Transcribe each line of the material with no alterations.
============================================================
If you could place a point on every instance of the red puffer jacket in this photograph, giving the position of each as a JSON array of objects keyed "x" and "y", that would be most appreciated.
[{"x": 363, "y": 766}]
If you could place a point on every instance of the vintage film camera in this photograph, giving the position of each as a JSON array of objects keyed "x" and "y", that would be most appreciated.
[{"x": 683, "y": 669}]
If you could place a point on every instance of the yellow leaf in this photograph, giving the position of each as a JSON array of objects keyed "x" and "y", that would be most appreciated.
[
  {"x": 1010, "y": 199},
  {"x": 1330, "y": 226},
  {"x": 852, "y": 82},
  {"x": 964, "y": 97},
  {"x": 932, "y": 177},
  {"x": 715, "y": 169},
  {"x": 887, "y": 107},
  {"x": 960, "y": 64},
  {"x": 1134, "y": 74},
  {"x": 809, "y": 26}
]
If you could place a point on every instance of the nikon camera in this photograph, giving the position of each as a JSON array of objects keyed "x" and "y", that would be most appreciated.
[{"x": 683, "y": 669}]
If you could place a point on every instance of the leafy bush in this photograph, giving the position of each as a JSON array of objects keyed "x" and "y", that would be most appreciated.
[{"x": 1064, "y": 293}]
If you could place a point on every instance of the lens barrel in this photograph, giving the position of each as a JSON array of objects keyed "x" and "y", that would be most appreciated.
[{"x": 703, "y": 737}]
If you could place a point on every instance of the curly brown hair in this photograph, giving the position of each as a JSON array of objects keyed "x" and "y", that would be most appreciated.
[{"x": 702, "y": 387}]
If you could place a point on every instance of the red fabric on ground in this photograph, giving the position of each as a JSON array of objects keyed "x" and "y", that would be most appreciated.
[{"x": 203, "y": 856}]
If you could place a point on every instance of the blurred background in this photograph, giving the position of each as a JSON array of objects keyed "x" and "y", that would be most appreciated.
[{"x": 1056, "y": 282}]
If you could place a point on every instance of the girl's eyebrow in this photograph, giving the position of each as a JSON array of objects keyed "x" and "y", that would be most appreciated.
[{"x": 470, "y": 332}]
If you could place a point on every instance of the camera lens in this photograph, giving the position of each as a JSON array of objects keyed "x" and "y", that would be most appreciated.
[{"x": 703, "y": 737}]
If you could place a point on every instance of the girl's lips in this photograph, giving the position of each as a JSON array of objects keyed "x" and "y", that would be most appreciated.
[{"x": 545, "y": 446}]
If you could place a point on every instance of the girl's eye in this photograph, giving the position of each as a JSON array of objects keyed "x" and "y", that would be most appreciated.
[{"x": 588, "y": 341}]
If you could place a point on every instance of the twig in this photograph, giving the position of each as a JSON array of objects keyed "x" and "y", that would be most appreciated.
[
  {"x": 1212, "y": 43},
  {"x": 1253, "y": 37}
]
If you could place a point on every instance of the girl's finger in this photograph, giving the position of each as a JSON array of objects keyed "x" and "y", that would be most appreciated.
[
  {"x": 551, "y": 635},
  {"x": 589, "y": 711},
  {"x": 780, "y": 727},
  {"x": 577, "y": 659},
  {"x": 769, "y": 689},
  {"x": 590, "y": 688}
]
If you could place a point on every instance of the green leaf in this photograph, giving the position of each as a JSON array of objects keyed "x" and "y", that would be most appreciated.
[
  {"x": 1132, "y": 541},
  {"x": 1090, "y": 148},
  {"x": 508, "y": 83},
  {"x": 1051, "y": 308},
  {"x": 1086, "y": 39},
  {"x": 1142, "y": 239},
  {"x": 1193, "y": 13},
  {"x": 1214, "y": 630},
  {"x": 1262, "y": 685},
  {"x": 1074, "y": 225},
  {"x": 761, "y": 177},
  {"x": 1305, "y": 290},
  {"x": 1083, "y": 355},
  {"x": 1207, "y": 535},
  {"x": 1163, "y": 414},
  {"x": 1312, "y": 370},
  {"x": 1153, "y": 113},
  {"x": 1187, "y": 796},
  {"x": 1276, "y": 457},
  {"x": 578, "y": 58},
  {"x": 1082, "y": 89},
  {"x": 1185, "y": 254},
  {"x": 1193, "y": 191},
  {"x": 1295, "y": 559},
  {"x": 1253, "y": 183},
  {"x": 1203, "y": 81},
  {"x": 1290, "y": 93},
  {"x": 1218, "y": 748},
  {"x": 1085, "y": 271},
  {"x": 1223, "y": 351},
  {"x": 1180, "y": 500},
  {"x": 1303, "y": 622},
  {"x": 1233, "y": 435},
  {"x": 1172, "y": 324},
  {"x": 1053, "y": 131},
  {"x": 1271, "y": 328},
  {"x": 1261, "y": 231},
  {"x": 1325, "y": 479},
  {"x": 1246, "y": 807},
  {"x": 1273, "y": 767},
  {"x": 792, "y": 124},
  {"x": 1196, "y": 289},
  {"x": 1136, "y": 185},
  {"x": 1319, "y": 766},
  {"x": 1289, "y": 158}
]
============================================================
Reply —
If you could place a point on every instance of the red puffer jacket in this photograph, giving the position of each as a JSON array of objects keyed "x" and "y", that would be most appreciated.
[{"x": 363, "y": 766}]
If you could place a point on every instance of the vintage film camera in this photograph, giving the position of each as a JSON array of objects keyed "x" and "y", that would be most appreciated.
[{"x": 683, "y": 669}]
If you could place a point on every instance of the yellow leaf in this photograph, giving the position of each as a JSON array of objects keyed "x" and "y", that would be most appreciated.
[
  {"x": 1010, "y": 199},
  {"x": 1330, "y": 226},
  {"x": 852, "y": 82},
  {"x": 964, "y": 97},
  {"x": 932, "y": 177},
  {"x": 715, "y": 169},
  {"x": 887, "y": 107},
  {"x": 960, "y": 64},
  {"x": 1134, "y": 74},
  {"x": 809, "y": 26}
]
If you could place a point on every instance of the nikon camera in this photograph, giving the position of each as a JSON array of objects keyed "x" and "y", that would be most appreciated.
[{"x": 683, "y": 669}]
If you could place a point on every instance of the leafy bush in this photograph, giving the position of each as a JSON array of objects keyed "x" and "y", that would be most appreciated.
[{"x": 1064, "y": 293}]
If you could place a point on every instance of the lens barrel in this photograph, giving the position of each as a JSON array of objects keyed "x" and "y", that would be most appreciated.
[{"x": 703, "y": 737}]
If you could place a point on every instance of the curly brown hair in this photograph, giving the position of each as a JSON array of objects keyed "x" and "y", that would be most appreciated.
[{"x": 702, "y": 387}]
If you could place a point on every instance of the red fabric on ground in this photograph, giving the position of each as a JSON array of objects keyed "x" and "y", that would be most appreciated.
[{"x": 203, "y": 856}]
If you could place a point on every instance of the blurred background in this photograph, giving the position of each as a JSON array of objects keyed "x" and "y", that would be most appreciated.
[{"x": 1056, "y": 282}]
If you could place a point on every instance of the girl's eyebrow in this photograph, giving the position of each as a JSON array of objects keyed "x" and "y", that would be most appreciated.
[{"x": 470, "y": 332}]
If you could place a point on every instance of the camera lens in this photograph, giving the position of each as a JSON array of objects keyed "x" and "y", that would be most appreciated.
[{"x": 703, "y": 737}]
If you could place a point on every instance of the girl's lips in this photograph, giving the position of each as a JSON array of objects keyed "x" and "y", that would be most appreciated.
[{"x": 545, "y": 446}]
If you could place a point on every instance of the girl's eye in this photograph, giving the position of each as a JSON array of objects keyed "x" and "y", that would be most appreciated.
[{"x": 588, "y": 341}]
If you could place a point on every instance of the twig in this photograph, giving the position of each as a JSON array of objects keyed "x" and "y", that would be most appreciated.
[
  {"x": 1212, "y": 43},
  {"x": 1253, "y": 37}
]
If you could place a point on every instance of the girl's finger in this photograph, giving the position of each as a JSON array of objects keyed "x" and "y", that would be most appreciated.
[
  {"x": 551, "y": 635},
  {"x": 589, "y": 711},
  {"x": 780, "y": 727},
  {"x": 577, "y": 659},
  {"x": 769, "y": 689},
  {"x": 590, "y": 688}
]
If you could place a point on every instance of the green leaf in this photograph, giving the position of each as a JSON array of objects keyed "x" and "y", that would be most appreciated.
[
  {"x": 1132, "y": 541},
  {"x": 1090, "y": 148},
  {"x": 508, "y": 83},
  {"x": 1051, "y": 308},
  {"x": 1086, "y": 39},
  {"x": 1142, "y": 239},
  {"x": 1193, "y": 13},
  {"x": 1214, "y": 630},
  {"x": 1262, "y": 685},
  {"x": 1074, "y": 225},
  {"x": 761, "y": 177},
  {"x": 1305, "y": 290},
  {"x": 1083, "y": 355},
  {"x": 1207, "y": 535},
  {"x": 1163, "y": 414},
  {"x": 1312, "y": 370},
  {"x": 1153, "y": 113},
  {"x": 1187, "y": 796},
  {"x": 1276, "y": 457},
  {"x": 578, "y": 58},
  {"x": 1082, "y": 89},
  {"x": 1185, "y": 254},
  {"x": 1193, "y": 191},
  {"x": 1295, "y": 559},
  {"x": 1253, "y": 183},
  {"x": 1203, "y": 81},
  {"x": 1290, "y": 93},
  {"x": 1218, "y": 748},
  {"x": 1085, "y": 271},
  {"x": 1223, "y": 351},
  {"x": 1180, "y": 500},
  {"x": 1303, "y": 622},
  {"x": 1233, "y": 435},
  {"x": 1172, "y": 324},
  {"x": 1053, "y": 131},
  {"x": 1271, "y": 328},
  {"x": 1261, "y": 231},
  {"x": 1325, "y": 479},
  {"x": 1246, "y": 807},
  {"x": 1273, "y": 767},
  {"x": 792, "y": 124},
  {"x": 1196, "y": 289},
  {"x": 1136, "y": 185},
  {"x": 1319, "y": 766},
  {"x": 1289, "y": 158}
]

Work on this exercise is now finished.